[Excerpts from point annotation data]
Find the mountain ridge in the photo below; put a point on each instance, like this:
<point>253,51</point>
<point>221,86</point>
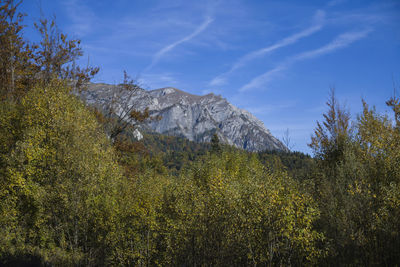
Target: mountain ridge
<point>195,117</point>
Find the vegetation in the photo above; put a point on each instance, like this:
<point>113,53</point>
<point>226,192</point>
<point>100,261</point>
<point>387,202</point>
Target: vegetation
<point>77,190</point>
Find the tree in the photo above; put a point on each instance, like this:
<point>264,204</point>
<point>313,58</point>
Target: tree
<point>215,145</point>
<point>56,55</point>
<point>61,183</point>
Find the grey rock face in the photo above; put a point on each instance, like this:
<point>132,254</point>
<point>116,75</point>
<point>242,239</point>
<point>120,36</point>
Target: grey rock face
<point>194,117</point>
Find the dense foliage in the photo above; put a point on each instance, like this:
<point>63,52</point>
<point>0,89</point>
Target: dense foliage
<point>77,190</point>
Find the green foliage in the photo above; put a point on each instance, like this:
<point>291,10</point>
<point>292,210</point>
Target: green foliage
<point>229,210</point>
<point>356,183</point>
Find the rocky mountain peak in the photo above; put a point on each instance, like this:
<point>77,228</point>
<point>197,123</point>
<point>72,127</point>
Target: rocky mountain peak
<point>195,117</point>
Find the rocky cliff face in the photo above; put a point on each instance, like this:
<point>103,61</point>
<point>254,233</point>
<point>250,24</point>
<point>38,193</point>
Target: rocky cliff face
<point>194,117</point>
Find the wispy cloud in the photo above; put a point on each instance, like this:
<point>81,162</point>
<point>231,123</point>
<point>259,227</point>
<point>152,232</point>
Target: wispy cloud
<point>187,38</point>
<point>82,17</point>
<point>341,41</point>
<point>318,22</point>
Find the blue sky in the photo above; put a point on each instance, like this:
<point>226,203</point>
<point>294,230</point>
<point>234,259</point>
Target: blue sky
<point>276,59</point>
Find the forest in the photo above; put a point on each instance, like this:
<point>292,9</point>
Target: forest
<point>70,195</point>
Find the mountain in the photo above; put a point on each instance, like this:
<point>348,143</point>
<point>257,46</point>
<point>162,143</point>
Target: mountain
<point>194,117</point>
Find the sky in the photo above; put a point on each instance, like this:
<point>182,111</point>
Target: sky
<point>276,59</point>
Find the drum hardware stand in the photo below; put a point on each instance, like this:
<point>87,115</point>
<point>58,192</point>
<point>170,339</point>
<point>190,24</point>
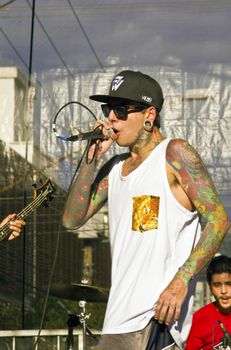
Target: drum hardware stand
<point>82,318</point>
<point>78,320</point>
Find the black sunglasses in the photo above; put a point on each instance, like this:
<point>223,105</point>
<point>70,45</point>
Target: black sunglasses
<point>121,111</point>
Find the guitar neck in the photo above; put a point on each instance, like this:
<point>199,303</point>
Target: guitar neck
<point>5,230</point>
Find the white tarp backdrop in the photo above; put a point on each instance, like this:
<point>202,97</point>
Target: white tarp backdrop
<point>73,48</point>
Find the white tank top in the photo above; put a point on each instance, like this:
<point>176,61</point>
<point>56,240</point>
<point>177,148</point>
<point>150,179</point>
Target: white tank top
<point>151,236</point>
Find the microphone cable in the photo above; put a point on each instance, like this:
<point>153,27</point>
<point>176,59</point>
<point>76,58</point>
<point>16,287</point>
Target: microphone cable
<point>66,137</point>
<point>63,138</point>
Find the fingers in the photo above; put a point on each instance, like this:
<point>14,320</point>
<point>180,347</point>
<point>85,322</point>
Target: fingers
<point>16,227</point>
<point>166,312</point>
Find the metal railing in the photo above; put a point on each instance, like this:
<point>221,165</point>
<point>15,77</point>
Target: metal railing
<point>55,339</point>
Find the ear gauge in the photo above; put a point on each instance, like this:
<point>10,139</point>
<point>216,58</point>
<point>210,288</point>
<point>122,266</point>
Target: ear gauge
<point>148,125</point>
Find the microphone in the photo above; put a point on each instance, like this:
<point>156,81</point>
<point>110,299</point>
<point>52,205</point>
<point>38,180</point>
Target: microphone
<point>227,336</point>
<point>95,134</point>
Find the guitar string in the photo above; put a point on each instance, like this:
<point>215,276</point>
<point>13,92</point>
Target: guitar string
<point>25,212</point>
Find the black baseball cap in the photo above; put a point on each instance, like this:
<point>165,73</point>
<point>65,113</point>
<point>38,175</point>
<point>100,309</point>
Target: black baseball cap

» GIVEN REQUEST
Print the records above exactly as they stand, but leave out the pictures.

» OUTPUT OF THE EXERCISE
Find the mountain ridge in the photo below; put a point on each instance, like this:
<point>253,51</point>
<point>221,86</point>
Target: mountain ridge
<point>195,117</point>
Find the vegetation in the photo above; put a point on each instance, like this:
<point>113,53</point>
<point>226,192</point>
<point>100,261</point>
<point>387,202</point>
Target: vegetation
<point>77,190</point>
Find the tree in the photo above; put a point on each instance, like this:
<point>264,204</point>
<point>313,58</point>
Target: tree
<point>215,145</point>
<point>56,55</point>
<point>61,183</point>
Find the grey rock face in the photo above; put a point on each instance, like this:
<point>132,254</point>
<point>116,75</point>
<point>242,239</point>
<point>120,36</point>
Target: grey rock face
<point>194,117</point>
Find the dense foliage in the photo above; put a point on each instance, like this:
<point>63,52</point>
<point>0,89</point>
Target: dense foliage
<point>77,190</point>
Find the green foliage in the photo above; put a point on each instance, like this:
<point>291,10</point>
<point>292,210</point>
Target: green foliage
<point>229,210</point>
<point>356,183</point>
Find the rocky mountain peak in the photo above; put a point on each instance, like this:
<point>77,228</point>
<point>197,123</point>
<point>72,127</point>
Target: rocky mountain peak
<point>195,117</point>
Find the rocky cliff face in the photo above; put a point on each instance, like this:
<point>103,61</point>
<point>254,233</point>
<point>250,24</point>
<point>38,193</point>
Target: rocky cliff face
<point>194,117</point>
Find the wispy cloud in the photo above; put a point on each instance, like this:
<point>81,162</point>
<point>231,123</point>
<point>259,227</point>
<point>152,232</point>
Target: wispy cloud
<point>187,38</point>
<point>82,17</point>
<point>341,41</point>
<point>318,22</point>
Find the blue sky in the photo above; put a point on each instance, like this:
<point>226,203</point>
<point>294,230</point>
<point>234,259</point>
Target: blue sky
<point>276,59</point>
Find the forest in the photo above; put a point on each instance, like this:
<point>292,9</point>
Target: forest
<point>70,195</point>
Find the mountain in the photo above; put a point on each instance, like this:
<point>348,143</point>
<point>257,46</point>
<point>162,143</point>
Target: mountain
<point>194,117</point>
Find the sky in the photo above; put a point on each instance, like this:
<point>182,111</point>
Target: sky
<point>276,59</point>
Find the drum hardware stand in the photo below; put a point on each instance, like this:
<point>87,115</point>
<point>58,192</point>
<point>170,339</point>
<point>190,24</point>
Target: drum hardware stand
<point>82,318</point>
<point>78,320</point>
Find the black sunglasses in the photo above; put a point on each instance, like this:
<point>223,105</point>
<point>70,45</point>
Target: black sunglasses
<point>121,111</point>
Find the guitar neck in the photo above; put a point on each instance, like this:
<point>199,303</point>
Target: guitar neck
<point>5,230</point>
Find the white tarp backdrop in the photo above; put a point on each instance, like this:
<point>202,97</point>
Target: white tarp backdrop
<point>73,48</point>
Find the white tank top in the photo above; put a point on each instance, like this:
<point>176,61</point>
<point>56,240</point>
<point>177,148</point>
<point>150,179</point>
Target: white tank top
<point>151,236</point>
Find the microphone cable in the photo above; put a point on each instance, like this:
<point>153,27</point>
<point>176,59</point>
<point>76,58</point>
<point>16,287</point>
Target: microphone cable
<point>66,137</point>
<point>63,138</point>
Find the fingers in the photo above; put a point on each instance, like this:
<point>14,320</point>
<point>180,347</point>
<point>85,322</point>
Target: fingers
<point>16,227</point>
<point>166,312</point>
Find the metal railing in the photo above; put a point on each instance, like this:
<point>221,165</point>
<point>15,77</point>
Target: metal railing
<point>55,339</point>
Find the ear gauge in the photo above; put a point on each instance, like this:
<point>10,139</point>
<point>216,58</point>
<point>210,288</point>
<point>122,266</point>
Target: ear gauge
<point>148,125</point>
Find the microphone in the photo above; put a point on each instance, like this:
<point>156,81</point>
<point>110,299</point>
<point>52,205</point>
<point>38,180</point>
Target: microphone
<point>227,336</point>
<point>95,134</point>
Find the guitar string in the photo above; put a point on each instance, like this:
<point>215,276</point>
<point>13,92</point>
Target: guitar string
<point>25,212</point>
Find the black baseball cap in the photo above; put a point on each instance, like this:
<point>165,73</point>
<point>65,113</point>
<point>38,175</point>
<point>100,309</point>
Target: black baseball cap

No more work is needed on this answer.